● **Given exercise A**:
Answer these questions from the cache coherence text, one answer per line, marked (i), (ii), (iii):
(i) Under which section of the U.S. Code does the application claim priority?
(ii) In a directory-based protocol, what does the memory controller record?
(iii) In the technique of U.S. Pat. No. 6,701,417, how many invalidation commands can the cache controller process at once?
● **Given exercise B**:
Please decide whether each statement agrees with the cache coherence text. Answer yes or no, and quote the exact words of the text that decide it.
(i) The French application claimed for priority was filed on Dec. 22, 2023.
(ii) U.S. Pat. No. 6,701,417 relies on write-back caches.
(iii) A core that accesses a cache line invalidated in its local cache must load the updated line again from memory.
● **Given exercise C**: Repeat the cache coherence text word for word, from "To manage the" up to and including "triggered these sends.".

[Document text start]

This application is based on and claims priority under 35 U.S.C. § 119 to French Patent Application No. 2315090 filed on Dec. 22, 2023, the disclosure of which is herein incorporated by reference in its entirety.
The disclosure relates to cache coherence management in a multicore processor system where the cores can simultaneously access different banks forming a shared memory.
There are several cache coherence protocols designed to ensure, in a multicore system, that the local cache of each processor core reflects the data updated in shared memory by other cores.
A commonly used operation in coherence protocols is the invalidation of cache lines. At a given time, there may be duplication of the same memory block, or cache line, in different local caches. If a core writes to memory at an address corresponding to this cache line, the copies in the other cores become obsolete.
To account for this, when a core writes to memory, the cache coherence protocol sends an invalidation command to the other cores possessing the corresponding cache line. This invalidation command instructs the local cache controllers to invalidate their local copies. A core accessing a cache line thus invalidated in its local cache will need to load the updated line again from memory.
To manage the sending of invalidation commands, the coherence protocol can be based on a directory where the memory controller records the cache lines used and the cores that have them in their caches.
When the shared memory is structured in multiple banks simultaneously accessible by all cores, each bank is likely to send a simultaneous invalidation command to the involved cores. Thus, a given core may receive multiple simultaneous invalidation commands. The processing of these multiple commands by the cache controller may result in a latency of several cycles during which the memory banks that sent these invalidation commands cannot normally acknowledge the write accesses that triggered these sends.
To avoid such latency, techniques have been proposed that allow the cache controller to process multiple invalidation commands simultaneously. An example of such a technique is described in U.S. Pat. No. 6,701,417, which uses a directory-based protocol and write-through caches. More specifically, this patent proposes to partition the local cache into multiple banks, each of which is designed to handle a respective invalidation command. Thus, the cache controller can simultaneously process at most as many invalidation commands as there are banks.

[Document text end]
[Data start]

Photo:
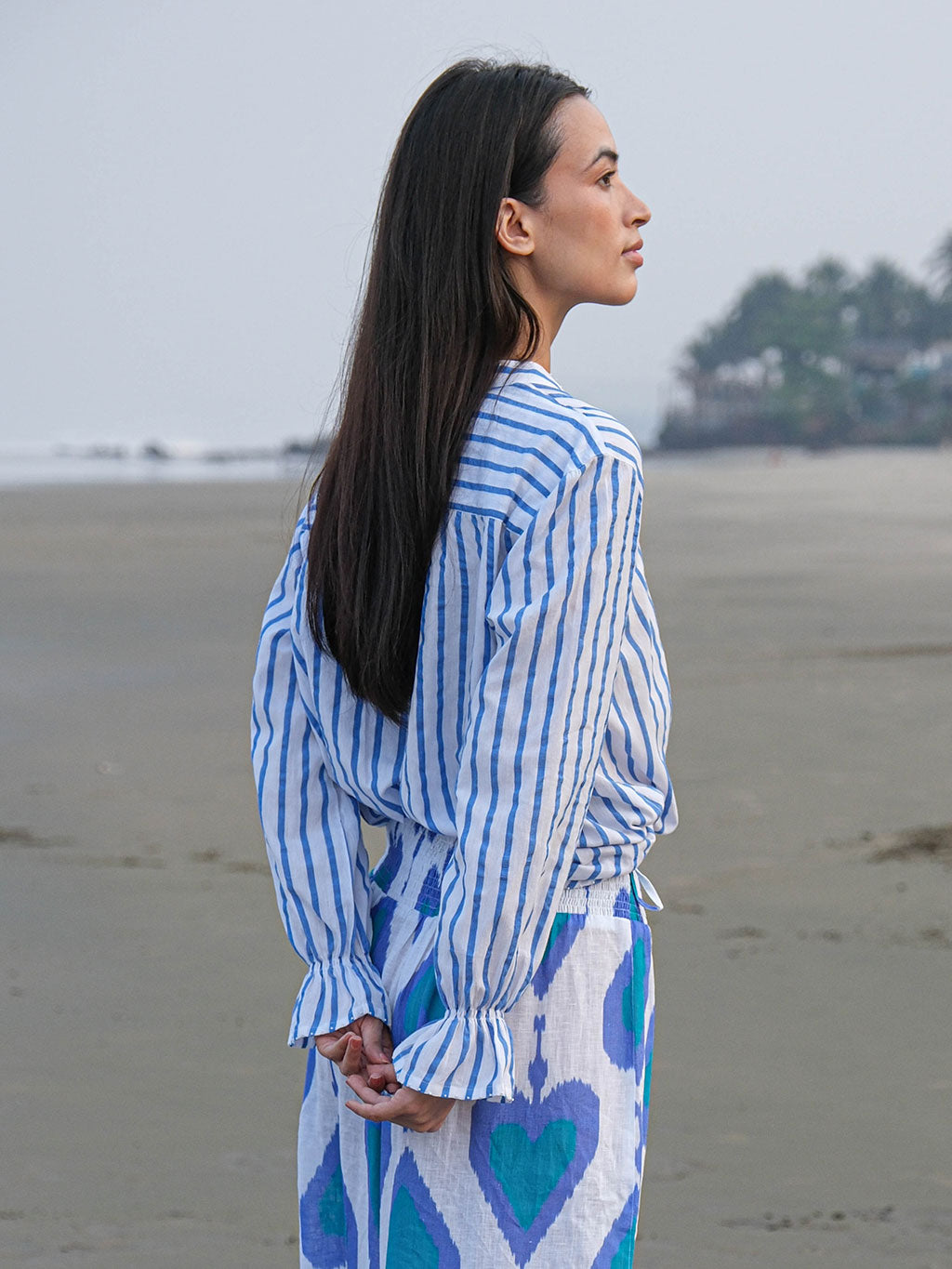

[Data end]

● **Complete answer A**:
(i) 35 U.S.C. § 119
(ii) The cache lines used and the cores that have them in their caches
(iii) At most as many as there are banks in the local cache

● **Complete answer B**:
(i) Yes: "filed on Dec. 22, 2023"
(ii) No: "uses a directory-based protocol and write-through caches"
(iii) Yes: "A core accessing a cache line thus invalidated in its local cache will need to load the updated line again from memory."

● **Complete answer C**:
To manage the sending of invalidation commands, the coherence protocol can be based on a directory where the memory controller records the cache lines used and the cores that have them in their caches.
When the shared memory is structured in multiple banks simultaneously accessible by all cores, each bank is likely to send a simultaneous invalidation command to the involved cores. Thus, a given core may receive multiple simultaneous invalidation commands. The processing of these multiple commands by the cache controller may result in a latency of several cycles during which the memory banks that sent these invalidation commands cannot normally acknowledge the write accesses that triggered these sends.